What you will do: Show every line of the records that contains the string "surfboard", treating case as significant.

──────── Data to use ────────

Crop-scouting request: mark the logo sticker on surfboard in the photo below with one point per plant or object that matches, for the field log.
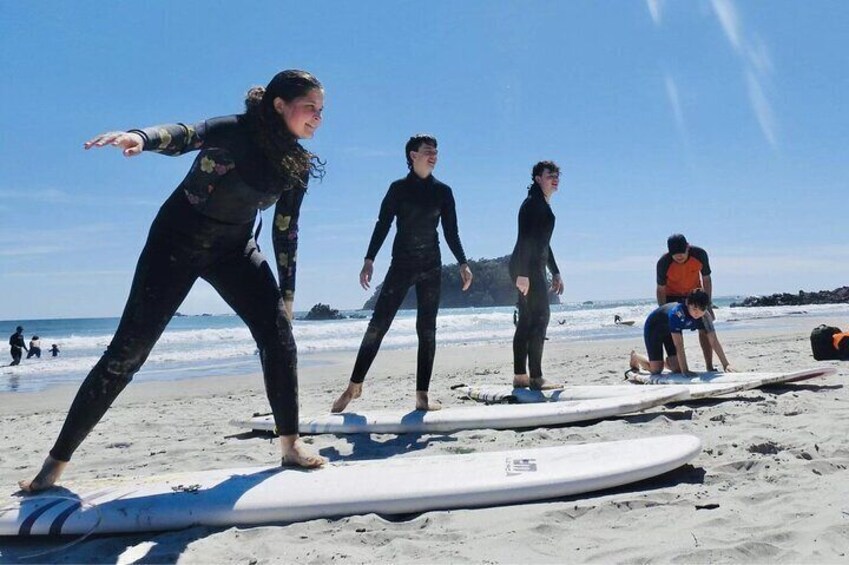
(518, 466)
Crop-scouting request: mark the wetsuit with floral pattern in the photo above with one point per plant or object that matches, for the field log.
(204, 230)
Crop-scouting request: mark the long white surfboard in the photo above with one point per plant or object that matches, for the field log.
(449, 420)
(253, 496)
(705, 385)
(501, 394)
(756, 380)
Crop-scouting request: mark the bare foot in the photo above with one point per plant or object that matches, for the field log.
(354, 390)
(296, 454)
(542, 384)
(634, 362)
(50, 472)
(422, 402)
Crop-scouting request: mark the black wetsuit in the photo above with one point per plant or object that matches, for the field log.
(204, 231)
(16, 346)
(418, 204)
(531, 255)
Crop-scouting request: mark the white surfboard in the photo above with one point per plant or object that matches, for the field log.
(500, 417)
(508, 394)
(756, 380)
(402, 485)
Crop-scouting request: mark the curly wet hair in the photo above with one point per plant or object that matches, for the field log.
(290, 159)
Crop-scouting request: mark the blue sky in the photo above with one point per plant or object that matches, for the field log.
(727, 121)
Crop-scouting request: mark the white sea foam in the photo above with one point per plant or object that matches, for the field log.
(195, 346)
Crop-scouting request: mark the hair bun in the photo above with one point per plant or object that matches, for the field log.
(254, 97)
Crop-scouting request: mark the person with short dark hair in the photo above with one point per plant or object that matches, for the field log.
(34, 347)
(684, 268)
(246, 163)
(17, 346)
(419, 202)
(531, 255)
(664, 330)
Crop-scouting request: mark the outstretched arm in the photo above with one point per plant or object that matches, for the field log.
(678, 340)
(717, 347)
(556, 279)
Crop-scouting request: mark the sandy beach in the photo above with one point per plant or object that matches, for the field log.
(771, 484)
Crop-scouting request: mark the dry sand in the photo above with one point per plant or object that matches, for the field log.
(771, 484)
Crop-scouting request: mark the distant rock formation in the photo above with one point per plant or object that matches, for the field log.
(836, 296)
(323, 312)
(491, 287)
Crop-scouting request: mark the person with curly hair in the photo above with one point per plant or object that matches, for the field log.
(246, 162)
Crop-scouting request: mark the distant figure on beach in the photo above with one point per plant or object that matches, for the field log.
(34, 347)
(419, 202)
(617, 319)
(663, 330)
(531, 254)
(17, 346)
(247, 162)
(682, 269)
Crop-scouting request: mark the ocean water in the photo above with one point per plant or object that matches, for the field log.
(196, 346)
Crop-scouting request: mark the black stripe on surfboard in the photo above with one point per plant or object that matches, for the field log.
(59, 521)
(27, 524)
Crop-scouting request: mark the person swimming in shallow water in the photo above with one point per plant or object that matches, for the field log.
(247, 162)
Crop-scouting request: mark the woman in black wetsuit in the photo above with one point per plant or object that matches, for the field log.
(527, 268)
(246, 162)
(419, 202)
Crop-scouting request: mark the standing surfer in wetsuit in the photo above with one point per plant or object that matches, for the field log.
(247, 162)
(419, 202)
(531, 255)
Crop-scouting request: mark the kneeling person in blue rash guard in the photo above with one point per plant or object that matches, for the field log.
(663, 330)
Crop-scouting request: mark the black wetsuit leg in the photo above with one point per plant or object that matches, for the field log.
(399, 278)
(159, 287)
(529, 339)
(182, 246)
(428, 289)
(657, 336)
(247, 284)
(395, 286)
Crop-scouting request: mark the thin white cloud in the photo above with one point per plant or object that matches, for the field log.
(757, 55)
(655, 7)
(27, 250)
(675, 102)
(762, 107)
(757, 65)
(728, 18)
(66, 275)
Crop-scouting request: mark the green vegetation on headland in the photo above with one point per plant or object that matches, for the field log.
(323, 312)
(491, 286)
(836, 296)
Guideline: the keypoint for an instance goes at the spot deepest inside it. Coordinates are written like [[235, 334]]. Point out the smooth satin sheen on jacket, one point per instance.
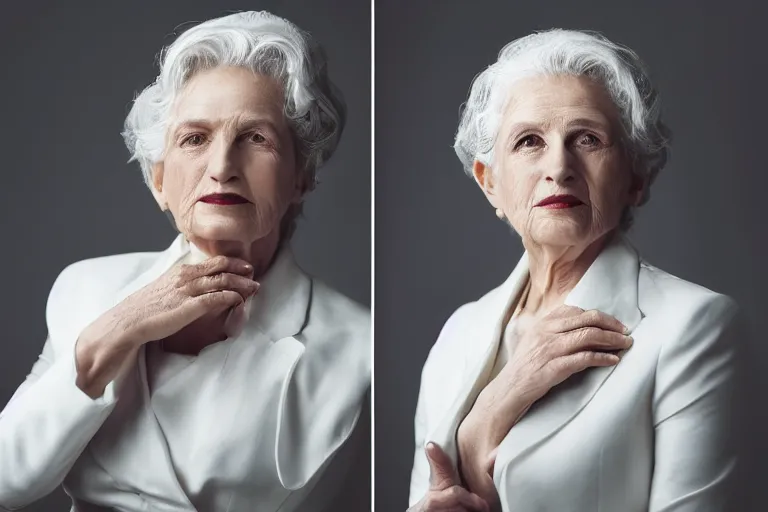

────────

Correct response:
Crop-scouting request: mark the logo sticker on surfboard in the photo below with one point per plant or object that matches, for the field log.
Crop-scouting request: mark the long white surfboard in the photo above with one point per plant or object that matches, for the field log.
Crop-scouting request: mark the white surfboard in the photo above with one point per plant or object that matches, for the field log.
Crop-scouting request: mark the black stripe on surfboard in the photo above with one point per plant or object that matches, for the field log.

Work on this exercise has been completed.